# RECORDS PROVIDED:
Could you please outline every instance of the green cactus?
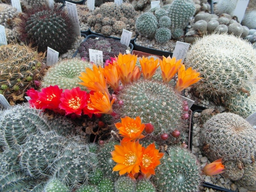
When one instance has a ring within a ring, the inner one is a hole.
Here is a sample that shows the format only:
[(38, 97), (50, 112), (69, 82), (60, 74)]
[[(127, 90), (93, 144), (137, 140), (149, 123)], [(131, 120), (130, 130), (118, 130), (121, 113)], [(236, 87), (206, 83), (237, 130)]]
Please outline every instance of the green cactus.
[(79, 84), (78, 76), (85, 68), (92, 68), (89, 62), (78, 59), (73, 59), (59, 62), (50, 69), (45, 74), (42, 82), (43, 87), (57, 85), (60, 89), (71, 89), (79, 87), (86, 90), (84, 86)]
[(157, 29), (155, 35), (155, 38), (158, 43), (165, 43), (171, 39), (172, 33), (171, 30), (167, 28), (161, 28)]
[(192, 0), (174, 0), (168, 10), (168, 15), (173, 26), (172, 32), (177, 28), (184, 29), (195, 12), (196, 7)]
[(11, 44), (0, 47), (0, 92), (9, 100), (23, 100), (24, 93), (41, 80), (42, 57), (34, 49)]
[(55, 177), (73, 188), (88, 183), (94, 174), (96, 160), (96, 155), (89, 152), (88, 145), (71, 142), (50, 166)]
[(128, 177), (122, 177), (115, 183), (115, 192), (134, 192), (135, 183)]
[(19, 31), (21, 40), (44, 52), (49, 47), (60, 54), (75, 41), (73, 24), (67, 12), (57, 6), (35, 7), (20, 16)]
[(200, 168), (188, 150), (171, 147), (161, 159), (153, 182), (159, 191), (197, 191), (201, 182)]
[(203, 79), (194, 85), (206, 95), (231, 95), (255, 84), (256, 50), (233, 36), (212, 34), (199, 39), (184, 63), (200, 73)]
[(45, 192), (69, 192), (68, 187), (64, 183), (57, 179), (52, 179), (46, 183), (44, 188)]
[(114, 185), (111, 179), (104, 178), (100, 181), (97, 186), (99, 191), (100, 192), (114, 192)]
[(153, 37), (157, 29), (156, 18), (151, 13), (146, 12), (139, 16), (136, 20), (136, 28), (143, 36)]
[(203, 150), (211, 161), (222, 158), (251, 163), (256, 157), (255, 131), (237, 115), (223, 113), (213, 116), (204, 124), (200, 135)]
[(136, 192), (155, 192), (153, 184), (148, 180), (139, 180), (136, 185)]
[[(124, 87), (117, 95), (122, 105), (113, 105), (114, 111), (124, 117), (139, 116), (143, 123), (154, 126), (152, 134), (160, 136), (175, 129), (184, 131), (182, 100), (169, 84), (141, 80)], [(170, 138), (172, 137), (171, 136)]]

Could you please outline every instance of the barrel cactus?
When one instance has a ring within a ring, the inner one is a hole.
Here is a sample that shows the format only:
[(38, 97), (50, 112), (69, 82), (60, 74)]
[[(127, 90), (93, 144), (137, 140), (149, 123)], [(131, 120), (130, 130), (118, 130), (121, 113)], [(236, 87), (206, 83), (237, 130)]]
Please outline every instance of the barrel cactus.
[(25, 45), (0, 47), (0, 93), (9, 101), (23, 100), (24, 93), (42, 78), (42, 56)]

* * *

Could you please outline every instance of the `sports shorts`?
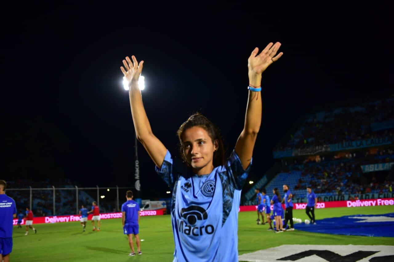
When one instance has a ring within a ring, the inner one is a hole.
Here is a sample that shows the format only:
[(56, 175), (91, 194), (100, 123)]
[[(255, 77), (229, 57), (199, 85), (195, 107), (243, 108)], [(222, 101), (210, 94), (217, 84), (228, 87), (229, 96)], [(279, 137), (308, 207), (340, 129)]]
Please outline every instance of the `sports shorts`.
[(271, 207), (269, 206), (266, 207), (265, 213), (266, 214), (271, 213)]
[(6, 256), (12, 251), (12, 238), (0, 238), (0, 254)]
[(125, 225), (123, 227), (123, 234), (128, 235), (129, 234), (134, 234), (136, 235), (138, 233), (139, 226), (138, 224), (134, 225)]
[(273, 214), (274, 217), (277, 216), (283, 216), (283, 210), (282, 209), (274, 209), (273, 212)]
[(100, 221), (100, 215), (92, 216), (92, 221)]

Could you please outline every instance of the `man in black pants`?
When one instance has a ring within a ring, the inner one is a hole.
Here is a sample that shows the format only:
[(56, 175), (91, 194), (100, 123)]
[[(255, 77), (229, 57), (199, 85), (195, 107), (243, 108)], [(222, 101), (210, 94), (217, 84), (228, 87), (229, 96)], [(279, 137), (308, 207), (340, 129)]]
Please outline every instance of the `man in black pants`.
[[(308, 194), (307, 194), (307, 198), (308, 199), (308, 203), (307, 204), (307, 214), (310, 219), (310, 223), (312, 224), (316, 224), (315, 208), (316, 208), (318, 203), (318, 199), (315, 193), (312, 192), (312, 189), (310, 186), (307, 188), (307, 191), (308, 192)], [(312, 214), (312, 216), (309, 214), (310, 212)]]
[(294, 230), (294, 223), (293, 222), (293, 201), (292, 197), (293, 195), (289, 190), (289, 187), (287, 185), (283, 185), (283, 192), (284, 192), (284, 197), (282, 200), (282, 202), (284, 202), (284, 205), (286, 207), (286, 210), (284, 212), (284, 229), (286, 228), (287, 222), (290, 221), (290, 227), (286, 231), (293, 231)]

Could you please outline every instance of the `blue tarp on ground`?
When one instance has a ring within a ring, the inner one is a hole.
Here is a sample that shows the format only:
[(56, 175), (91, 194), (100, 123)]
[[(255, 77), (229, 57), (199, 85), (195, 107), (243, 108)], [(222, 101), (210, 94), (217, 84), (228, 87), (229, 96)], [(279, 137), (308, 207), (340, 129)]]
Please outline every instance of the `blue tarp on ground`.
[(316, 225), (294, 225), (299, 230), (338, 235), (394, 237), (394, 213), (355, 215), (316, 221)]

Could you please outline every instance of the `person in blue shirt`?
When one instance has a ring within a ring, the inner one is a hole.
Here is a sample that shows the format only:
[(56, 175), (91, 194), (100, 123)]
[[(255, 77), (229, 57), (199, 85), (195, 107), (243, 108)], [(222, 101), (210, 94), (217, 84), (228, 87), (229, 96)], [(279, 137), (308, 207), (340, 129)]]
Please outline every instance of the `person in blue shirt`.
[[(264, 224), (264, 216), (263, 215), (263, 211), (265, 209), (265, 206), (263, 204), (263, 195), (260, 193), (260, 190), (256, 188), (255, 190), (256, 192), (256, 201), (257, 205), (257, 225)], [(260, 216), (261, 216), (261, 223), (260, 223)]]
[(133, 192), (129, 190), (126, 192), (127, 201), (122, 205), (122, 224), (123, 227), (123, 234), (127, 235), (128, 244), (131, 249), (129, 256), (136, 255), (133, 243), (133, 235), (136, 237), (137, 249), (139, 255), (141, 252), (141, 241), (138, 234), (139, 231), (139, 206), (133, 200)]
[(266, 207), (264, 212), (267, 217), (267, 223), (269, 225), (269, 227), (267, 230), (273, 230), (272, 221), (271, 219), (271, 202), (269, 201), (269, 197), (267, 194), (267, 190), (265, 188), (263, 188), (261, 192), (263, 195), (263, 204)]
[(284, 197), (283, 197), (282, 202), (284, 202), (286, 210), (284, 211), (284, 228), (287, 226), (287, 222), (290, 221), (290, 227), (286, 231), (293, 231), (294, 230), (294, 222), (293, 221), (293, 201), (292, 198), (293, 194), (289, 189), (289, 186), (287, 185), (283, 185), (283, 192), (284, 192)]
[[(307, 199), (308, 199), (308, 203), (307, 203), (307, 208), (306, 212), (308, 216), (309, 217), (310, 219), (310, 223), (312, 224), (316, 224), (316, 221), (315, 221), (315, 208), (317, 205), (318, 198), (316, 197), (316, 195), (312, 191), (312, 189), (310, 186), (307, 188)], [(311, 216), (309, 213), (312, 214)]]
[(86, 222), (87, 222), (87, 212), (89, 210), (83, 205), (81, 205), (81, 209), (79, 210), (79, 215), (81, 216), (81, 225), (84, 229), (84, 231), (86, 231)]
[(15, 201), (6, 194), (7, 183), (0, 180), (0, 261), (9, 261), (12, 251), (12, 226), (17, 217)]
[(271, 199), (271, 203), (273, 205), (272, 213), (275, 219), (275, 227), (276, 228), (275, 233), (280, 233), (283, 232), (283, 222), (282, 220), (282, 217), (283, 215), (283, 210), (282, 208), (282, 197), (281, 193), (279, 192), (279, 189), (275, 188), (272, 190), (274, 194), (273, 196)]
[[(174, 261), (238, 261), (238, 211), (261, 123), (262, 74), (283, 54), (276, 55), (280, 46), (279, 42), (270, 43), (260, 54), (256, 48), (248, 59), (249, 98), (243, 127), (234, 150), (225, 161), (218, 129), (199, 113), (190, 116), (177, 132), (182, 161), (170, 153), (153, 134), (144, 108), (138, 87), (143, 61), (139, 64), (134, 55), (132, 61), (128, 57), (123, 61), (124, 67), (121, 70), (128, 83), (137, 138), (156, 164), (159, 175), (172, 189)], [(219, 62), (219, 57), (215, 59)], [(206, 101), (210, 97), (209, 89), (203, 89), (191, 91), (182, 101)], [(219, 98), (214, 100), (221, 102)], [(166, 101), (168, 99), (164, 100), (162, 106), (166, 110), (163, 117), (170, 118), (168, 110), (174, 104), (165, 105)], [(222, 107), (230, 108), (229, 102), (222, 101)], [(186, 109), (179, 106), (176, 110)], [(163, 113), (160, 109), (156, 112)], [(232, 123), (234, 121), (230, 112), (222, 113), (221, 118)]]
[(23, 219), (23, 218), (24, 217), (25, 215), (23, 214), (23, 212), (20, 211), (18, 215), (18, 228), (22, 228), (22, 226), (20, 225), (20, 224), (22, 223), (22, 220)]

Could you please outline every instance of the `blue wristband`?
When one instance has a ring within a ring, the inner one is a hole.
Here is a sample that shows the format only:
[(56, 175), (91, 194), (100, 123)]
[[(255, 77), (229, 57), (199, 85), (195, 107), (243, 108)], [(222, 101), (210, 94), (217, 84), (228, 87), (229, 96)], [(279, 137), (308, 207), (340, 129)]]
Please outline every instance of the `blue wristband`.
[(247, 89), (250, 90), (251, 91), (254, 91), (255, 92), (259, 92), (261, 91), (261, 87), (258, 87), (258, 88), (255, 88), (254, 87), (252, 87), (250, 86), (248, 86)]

# TASK TO CARRY OUT:
Show every line above that contains the string "shorts", copying each such line in full.

# RESPONSE:
Could you please outline every instance of the `sports shorts`?
Please outline every instance of the `sports shorts`.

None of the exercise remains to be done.